> **YOUR OBJECTIVE**
Rewrite the rows below, swapping "therapist's" for "practitioner's" everywhere it appears and keeping everything else unchanged, but omit the pictures.

[Start of DATA PROVIDED]

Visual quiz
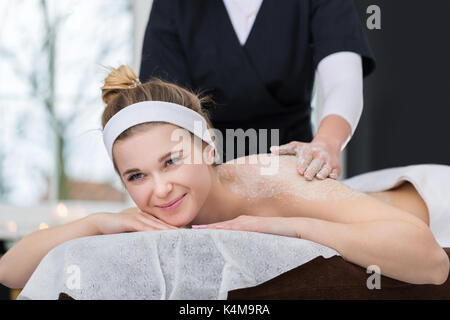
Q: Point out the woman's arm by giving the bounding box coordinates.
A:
[0,210,177,288]
[201,215,449,285]
[288,218,449,285]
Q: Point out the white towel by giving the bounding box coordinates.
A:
[18,165,450,299]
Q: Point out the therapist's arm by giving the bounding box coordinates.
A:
[314,52,364,151]
[271,51,363,180]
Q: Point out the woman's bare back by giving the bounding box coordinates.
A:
[217,154,429,226]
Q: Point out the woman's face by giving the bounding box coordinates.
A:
[113,124,214,227]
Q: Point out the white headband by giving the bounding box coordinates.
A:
[103,101,215,160]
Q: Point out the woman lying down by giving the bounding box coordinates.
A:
[0,66,450,288]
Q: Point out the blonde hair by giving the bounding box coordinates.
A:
[102,65,214,174]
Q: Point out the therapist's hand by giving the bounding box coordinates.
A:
[270,139,341,180]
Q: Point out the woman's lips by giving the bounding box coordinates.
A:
[158,194,186,211]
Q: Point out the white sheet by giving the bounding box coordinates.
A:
[18,165,450,299]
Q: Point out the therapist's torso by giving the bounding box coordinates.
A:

[End of DATA PROVIDED]

> **EXERCISE ANSWER**
Visual quiz
Q: Point out the woman's arm by giving the bounding box coordinates.
A:
[0,210,177,288]
[201,215,449,285]
[288,218,449,285]
Q: Point out the white towel by giving the bounding box coordinates.
A:
[18,165,450,299]
Q: Point out the practitioner's arm by giving the bounding box coordinates.
A:
[314,52,364,151]
[271,51,363,180]
Q: Point out the woman's bare back by giving the bounding box coordinates.
A:
[217,154,429,226]
Q: Point out the woman's face by giving the bounding box coordinates.
A:
[113,124,214,227]
Q: Point out the white headband by giving the bounding box coordinates.
A:
[103,101,215,160]
Q: Point out the woman lying down by giving the bounding box coordinates.
A:
[0,66,450,288]
Q: Point out the blonde hair by giving the bounding box coordinates.
A:
[102,65,214,174]
Q: Point out the practitioner's hand by giving the bounding box coordinates.
A:
[270,139,341,180]
Q: Point out the woman's lips by giving the bounding box coordinates.
A:
[158,194,186,211]
Q: Point out the white sheet by giving the bounding box coordinates.
A:
[18,165,450,299]
Q: Point out the practitioner's torso by giving the bounding box coordinates.
A:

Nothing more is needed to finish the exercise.